> AIM
State how many lines of the records below contain the string "utility", treating case as significant. Give only the number.

> EXERCISE MATERIALS
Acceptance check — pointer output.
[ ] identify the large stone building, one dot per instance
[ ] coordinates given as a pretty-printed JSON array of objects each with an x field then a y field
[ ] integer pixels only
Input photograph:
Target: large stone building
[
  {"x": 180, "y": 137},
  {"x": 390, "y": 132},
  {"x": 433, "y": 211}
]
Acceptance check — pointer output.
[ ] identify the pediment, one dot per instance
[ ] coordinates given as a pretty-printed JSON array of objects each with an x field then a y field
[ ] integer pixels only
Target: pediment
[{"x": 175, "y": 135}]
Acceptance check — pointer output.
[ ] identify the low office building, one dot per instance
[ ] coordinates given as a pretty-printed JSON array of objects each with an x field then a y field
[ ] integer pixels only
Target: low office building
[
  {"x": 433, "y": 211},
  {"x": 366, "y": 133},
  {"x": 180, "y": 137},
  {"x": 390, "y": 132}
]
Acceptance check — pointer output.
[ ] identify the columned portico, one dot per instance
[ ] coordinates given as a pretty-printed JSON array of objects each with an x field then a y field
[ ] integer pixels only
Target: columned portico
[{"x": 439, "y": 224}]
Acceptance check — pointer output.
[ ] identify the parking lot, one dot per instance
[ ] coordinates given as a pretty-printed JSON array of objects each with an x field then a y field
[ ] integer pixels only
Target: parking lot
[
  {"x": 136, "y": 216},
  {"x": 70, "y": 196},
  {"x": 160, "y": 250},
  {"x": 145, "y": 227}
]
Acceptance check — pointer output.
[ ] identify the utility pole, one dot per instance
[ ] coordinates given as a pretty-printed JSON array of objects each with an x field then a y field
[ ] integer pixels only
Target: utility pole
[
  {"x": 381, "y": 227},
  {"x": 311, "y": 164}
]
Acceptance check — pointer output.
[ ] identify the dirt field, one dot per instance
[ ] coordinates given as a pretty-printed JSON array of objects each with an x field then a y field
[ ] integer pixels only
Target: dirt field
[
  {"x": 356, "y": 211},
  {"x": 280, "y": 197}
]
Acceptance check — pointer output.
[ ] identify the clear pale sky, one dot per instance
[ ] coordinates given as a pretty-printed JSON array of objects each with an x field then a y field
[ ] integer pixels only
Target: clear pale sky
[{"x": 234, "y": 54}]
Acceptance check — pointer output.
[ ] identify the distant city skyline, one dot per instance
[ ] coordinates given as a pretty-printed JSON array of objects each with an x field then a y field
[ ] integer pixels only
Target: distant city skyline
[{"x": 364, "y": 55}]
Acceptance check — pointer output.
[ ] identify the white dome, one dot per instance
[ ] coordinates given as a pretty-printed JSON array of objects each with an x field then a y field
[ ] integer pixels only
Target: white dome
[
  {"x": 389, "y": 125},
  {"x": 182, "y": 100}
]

> OUTPUT OF THE EXERCISE
2